┌─ Excerpted text

P.P.S - We may have to agree to disagree on this one Dave. :wink: 

Goodnight


----------



## TrueBlue (Feb 8, 2006)

Looking at the pic Id say common brown definitly not a taipan, as the scales are to large up towards the head, taipans have distinctly elongated dosal scales on the top third of body.


----------



## Moreliaman (Feb 8, 2006)

Browns..............easy way to tell a brown skin from a taipan skin..............in brown snakes the anal vent scale is divided........in taipans it's single.


----------



## BROWNS (Feb 8, 2006)

AH so all you need to do is check out their clacka,oops i mean cloaca but i won't get that close.So we have a couple going for taipan,one dead sure it's a big ass bts and another saying brown snake...just the answer i was chasing :lol: 

Haven't seen a common brown anywhere near that size here for a while Rob he must've been a thumper brown too as well as bts if that's what it was and i have said to a couple of herps i've seen bts close on 10 foot and they just laughed,i have no need to talk out my ass and thought that's how big quite a few i've seen have been,very agro and quick too.If taipan just average sized but i still doubt the bts although Dave knows his Taipans and says it's not,TrueBlue knows his brown snakes and says that's what it is so i reckon it's still an elapid of some description we do get red bellies but i do still doubt it to be a bts but we'll soon find out who's correct with the knowledge here...cheers for the input guys it's an interesting topic!

└─
┌─ Data block

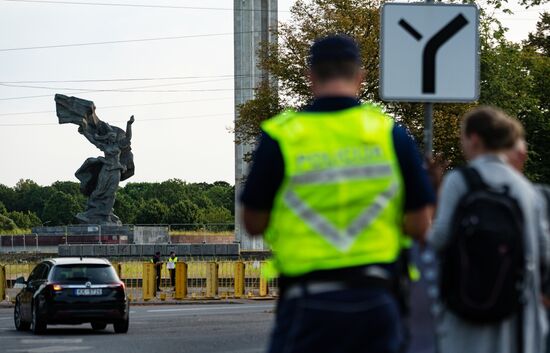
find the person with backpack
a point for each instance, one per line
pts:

└─

• **Jobs**:
- 1) From the forum thread, write out the passage between "## TrueBlue (Feb" and "third of body.", inclusive.
- 2) Answer these questions from the forum thread.
(a) What does TrueBlue say about the scales toward the head in the pic?
(b) According to Moreliaman, how does the anal vent scale differ between brown snakes and taipans?
(c) How long does BROWNS say some of the bts they have seen were?

• **Expected results**:
- 1)
## TrueBlue (Feb 8, 2006)

Looking at the pic Id say common brown definitly not a taipan, as the scales are to large up towards the head, taipans have distinctly elongated dosal scales on the top third of body.

- 2)
(a) They are too large for a taipan.
(b) In brown snakes it is divided; in taipans it is single.
(c) Close on 10 foot.